#### Source excerpt:
* * * * *
This white paper will assist anyone who has been tasked with taking the System Center suite of solutions and using Orchestrator Runbooks to better integrate, automate or orchestrate IT systems and processes to support business practices and ultimately achieve cost savings by driving greater efficiencies across the organisation.
The insights contained in this document reflect over 10 years' experience of the collective Kelverion team in assisting customers to achieve success in the design, building and deployment of Runbooks using System Center Orchestrator.
Having access to Orchestrator is akin to receiving a box of LEGO® bricks with no instructions as to what is to be built. Therefore it is important to read and implement the recommended best practices stated within this guide before you start to build your automation processes. Failing to do so can result in errors, poor service, inefficient processes being automated, increased costs and contributing to a lack of IT process governance and control.
This paper will focus on Orchestrator Runbook development as an integral part of IT Process projects to ensure that IT professionals can create real value from deploying System Center solutions and, where it is appropriate, integrating System Center with other IT Systems Management or Service Management solutions.
Regardless of the scenarios that require a company to implement IT Process Automation, no two organisations are the same. Therefore, the success criteria of implementing IT Process Automation must firstly be determined by those in charge to establish clear goals to achieve and, secondly, to guarantee minimal disruption to the business through the transition from inefficient to efficient processes made more effective through automation.
Some IT Professionals struggle when using System Center Orchestrator as it not a simple IT solution to be installed and learnt on the job. It is highly customisable to support the business processes you wish to automate which can become a double edged sword for IT staff.
For example, it is simple to install Orchestrator and create simple workflows. However, very quickly, you can encounter problems when designing more complex activities and representing them in Orchestrator which involves multiple branches and loops.
From our experience, there are common mistakes to be avoided when implementing the solution and this guide will counter frustrations in your efforts by learning about our best practices and adopting them for greater success in your IT Process Automation projects.
Before reading the content of this best practice guide from Kelverion, it is essential for you to have a clear understanding of System Center (SC) Orchestrator and Runbooks.
Orchestrator is one of the nine components of the Microsoft System Center Suite 2012. An investment in the System Center Suite allows you to access the full capability of Orchestrator. Originally a third-party product named Opalis, which Microsoft acquired in 2009, 'Orchestrator provides a simplified way of building complex automation'.
* * * * *
#### Provided information:

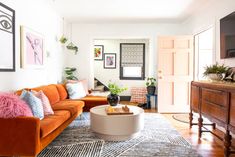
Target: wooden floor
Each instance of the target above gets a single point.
(207, 146)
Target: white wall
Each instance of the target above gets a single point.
(39, 16)
(210, 15)
(84, 34)
(113, 46)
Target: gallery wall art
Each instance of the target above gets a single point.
(32, 48)
(98, 52)
(109, 61)
(7, 38)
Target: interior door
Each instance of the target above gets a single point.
(175, 72)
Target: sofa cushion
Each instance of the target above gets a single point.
(34, 103)
(71, 105)
(62, 91)
(51, 92)
(47, 110)
(12, 106)
(52, 122)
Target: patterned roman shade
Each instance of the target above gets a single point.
(132, 55)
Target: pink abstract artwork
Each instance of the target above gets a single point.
(34, 49)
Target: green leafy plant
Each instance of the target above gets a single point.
(115, 89)
(69, 71)
(71, 46)
(151, 81)
(63, 39)
(216, 69)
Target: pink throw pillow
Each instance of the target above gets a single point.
(12, 106)
(47, 110)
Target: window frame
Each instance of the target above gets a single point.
(121, 68)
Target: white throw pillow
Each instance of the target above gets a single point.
(75, 90)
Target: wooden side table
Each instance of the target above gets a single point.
(148, 96)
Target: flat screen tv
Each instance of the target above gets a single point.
(227, 36)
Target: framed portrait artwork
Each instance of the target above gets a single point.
(98, 52)
(32, 48)
(110, 61)
(7, 38)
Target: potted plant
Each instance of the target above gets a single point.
(151, 85)
(216, 71)
(73, 47)
(69, 71)
(113, 98)
(63, 39)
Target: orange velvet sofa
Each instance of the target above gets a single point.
(28, 136)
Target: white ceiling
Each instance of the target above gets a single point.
(89, 11)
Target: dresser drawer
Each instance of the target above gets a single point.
(215, 97)
(214, 111)
(232, 109)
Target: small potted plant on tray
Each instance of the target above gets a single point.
(216, 72)
(151, 85)
(113, 98)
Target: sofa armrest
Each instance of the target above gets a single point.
(19, 136)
* * * * *
#### Stated problem:
Resume the white paper on System Center Orchestrator Runbooks, writing on from its final sentence.

#### Task answer:
Rather than spending time writing lines of arcane code, you can use Orchestrator to, for example, support event monitoring, alerts and actions by using a drag-and-drop process which only takes a matter of seconds to complete. This rapid construction and deployment of automated processes will result in IT service improvement and remove manual, resource-intensive or error prone tasks, allowing your team to focus on resolving more strategic activities and delivering new services.
The power of Orchestrator is in providing Runbooks and the individual 'activities' that make up a Runbook. Runbooks contain the 'instructions' for an automated 'task' or 'process'. The individual steps throughout a Runbook are called 'activities'. Within the Runbook, additional 'controls' provide information and instructions to govern the sequence of activities in the Runbook. Runbooks, activities and each Runbook control have configurable properties. You modify these properties to configure the behaviour that your Runbook requires.
In a Service Management scenario, rather than waiting for an end user to notice that a service has become unavailable or having a member of the support team raise a job, you can automate the process entirely through the use of an Orchestrator Runbook.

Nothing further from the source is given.